▶ Tarefas a realizar
**1)** Responde a estas perguntas com base no excerto sobre festivais e redes sociais:
(a) Que percentagem das pessoas nos festivais prestaria realmente atenção à música, segundo a entrevista referida?
(b) Que nome tem a atuação vista ontem no palco secundário?
(c) Para algumas pessoas, que efeito tem tirar fotos, segundo a resposta?
**2)** Enumera todas as linhas dos registos que contêm a palavra "door", tendo em conta as maiúsculas e minúsculas.

▶ Excerto
Há umas semanas atrás disseste numa entrevista que achavas que nos festivais de música apenas 10% das pessoas prestavam realmente atenção à música... independentemente de teres dito que foi algo que foi posteriormente exagerado, tenho a dizer-te que na maioria dos festivais portugueses acaba por ser meio verdade. Ontem estava a assistir a Rhye, no palco secundário, e a maior parte das pessoas estava simplesmente a tirar fotografias a si próprias. Estavam completamente desconectadas da música. E voltando ao tema dos media, não achas que as redes sociais estão a destruir qualquer tipo de ligação espiritual que as pessoas possam ter com a música, ou pelo menos com a música ao vivo?

Acho que sim, mas... bem, nunca pensei em termos de todas as redes sociais. As pessoas estão a fazer isso com tudo, sabes? Tiram fotos delas próprias quando poderiam estar a fazer outras coisas. Para algumas pessoas, isso apenas realça o momento. Se elas quisessem mesmo ouvir a música, então ouvi-la-iam, não estariam a tirar fotos. Obviamente não estão lá por gostarem realmente da música... tem tudo a ver com o social.

Mesmo numa era em que as pessoas têm mais acesso à música? Achas que não a ouvem realmente, apenas dizem fazê-lo?

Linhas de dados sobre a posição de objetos

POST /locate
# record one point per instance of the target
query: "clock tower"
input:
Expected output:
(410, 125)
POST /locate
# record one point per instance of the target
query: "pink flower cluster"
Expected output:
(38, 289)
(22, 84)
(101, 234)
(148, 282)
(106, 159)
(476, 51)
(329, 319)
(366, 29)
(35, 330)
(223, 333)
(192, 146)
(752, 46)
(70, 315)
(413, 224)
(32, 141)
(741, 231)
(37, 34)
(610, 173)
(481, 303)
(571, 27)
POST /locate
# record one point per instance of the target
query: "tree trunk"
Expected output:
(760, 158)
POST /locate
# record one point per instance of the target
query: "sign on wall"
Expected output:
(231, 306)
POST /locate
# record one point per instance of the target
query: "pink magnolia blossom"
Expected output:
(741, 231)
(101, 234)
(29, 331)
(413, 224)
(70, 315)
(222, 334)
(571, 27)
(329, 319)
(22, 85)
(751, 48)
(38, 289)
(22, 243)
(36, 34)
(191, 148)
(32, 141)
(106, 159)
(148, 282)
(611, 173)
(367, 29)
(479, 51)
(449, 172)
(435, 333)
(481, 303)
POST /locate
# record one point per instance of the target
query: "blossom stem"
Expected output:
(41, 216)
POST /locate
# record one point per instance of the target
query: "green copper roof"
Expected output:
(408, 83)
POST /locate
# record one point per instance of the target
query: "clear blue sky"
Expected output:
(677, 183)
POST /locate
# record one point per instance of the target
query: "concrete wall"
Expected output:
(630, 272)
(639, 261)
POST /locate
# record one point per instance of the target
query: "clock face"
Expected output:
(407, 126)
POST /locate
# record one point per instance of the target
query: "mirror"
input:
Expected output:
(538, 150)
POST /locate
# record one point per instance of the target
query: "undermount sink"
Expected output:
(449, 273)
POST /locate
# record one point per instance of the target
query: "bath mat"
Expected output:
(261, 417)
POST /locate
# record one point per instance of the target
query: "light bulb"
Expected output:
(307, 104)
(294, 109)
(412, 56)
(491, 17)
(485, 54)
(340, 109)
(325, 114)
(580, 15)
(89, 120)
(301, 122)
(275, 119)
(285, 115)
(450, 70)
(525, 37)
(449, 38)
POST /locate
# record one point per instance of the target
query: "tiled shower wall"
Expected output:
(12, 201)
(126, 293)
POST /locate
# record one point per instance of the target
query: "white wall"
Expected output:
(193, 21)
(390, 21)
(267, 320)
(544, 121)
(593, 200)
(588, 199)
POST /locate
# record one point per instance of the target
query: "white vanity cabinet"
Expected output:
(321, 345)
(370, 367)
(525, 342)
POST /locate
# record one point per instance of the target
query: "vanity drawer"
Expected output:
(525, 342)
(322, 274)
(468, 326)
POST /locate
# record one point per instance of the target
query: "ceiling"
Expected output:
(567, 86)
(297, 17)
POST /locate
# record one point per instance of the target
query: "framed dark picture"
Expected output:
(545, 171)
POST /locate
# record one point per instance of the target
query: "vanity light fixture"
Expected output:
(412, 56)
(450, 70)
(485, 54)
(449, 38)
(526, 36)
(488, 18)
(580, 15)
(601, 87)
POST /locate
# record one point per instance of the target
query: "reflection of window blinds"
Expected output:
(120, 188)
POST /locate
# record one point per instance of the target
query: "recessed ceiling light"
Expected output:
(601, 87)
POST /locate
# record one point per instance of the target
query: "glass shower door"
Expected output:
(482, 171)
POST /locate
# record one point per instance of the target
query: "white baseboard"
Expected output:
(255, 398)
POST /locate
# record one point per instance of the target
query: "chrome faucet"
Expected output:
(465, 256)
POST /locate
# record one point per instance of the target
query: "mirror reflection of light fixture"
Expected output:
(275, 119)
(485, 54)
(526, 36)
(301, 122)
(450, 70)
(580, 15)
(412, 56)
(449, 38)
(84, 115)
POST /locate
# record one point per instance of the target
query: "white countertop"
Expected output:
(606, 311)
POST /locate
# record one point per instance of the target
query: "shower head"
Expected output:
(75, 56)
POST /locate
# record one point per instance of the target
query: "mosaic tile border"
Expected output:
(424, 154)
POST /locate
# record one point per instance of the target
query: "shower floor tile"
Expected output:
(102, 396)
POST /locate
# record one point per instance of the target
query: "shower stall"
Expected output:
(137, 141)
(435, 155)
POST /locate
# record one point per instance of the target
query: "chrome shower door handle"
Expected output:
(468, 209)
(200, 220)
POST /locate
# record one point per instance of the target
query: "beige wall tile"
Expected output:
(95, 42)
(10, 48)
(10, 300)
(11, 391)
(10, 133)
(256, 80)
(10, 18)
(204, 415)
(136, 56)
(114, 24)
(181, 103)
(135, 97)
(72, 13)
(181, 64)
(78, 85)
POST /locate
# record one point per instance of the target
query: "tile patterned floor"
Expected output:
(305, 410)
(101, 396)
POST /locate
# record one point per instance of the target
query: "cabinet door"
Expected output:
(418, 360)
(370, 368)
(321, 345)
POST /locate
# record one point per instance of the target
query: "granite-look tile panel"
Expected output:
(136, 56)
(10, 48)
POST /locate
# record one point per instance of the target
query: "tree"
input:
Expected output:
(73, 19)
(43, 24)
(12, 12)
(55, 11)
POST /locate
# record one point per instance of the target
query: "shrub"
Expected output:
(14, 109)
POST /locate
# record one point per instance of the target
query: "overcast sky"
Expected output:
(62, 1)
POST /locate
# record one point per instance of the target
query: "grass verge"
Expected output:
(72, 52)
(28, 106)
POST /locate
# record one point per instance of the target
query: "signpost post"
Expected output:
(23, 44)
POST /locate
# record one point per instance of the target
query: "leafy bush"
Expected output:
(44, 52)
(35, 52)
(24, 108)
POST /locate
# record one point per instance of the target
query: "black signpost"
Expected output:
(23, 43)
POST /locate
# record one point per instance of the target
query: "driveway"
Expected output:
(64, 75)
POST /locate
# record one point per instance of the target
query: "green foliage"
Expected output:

▶ Lista de soluções
**1)**
(a) 10%.
(b) Rhye.
(c) Apenas realça o momento.

**2)**
query: "glass shower door"
query: "chrome shower door handle"
query: "cabinet door"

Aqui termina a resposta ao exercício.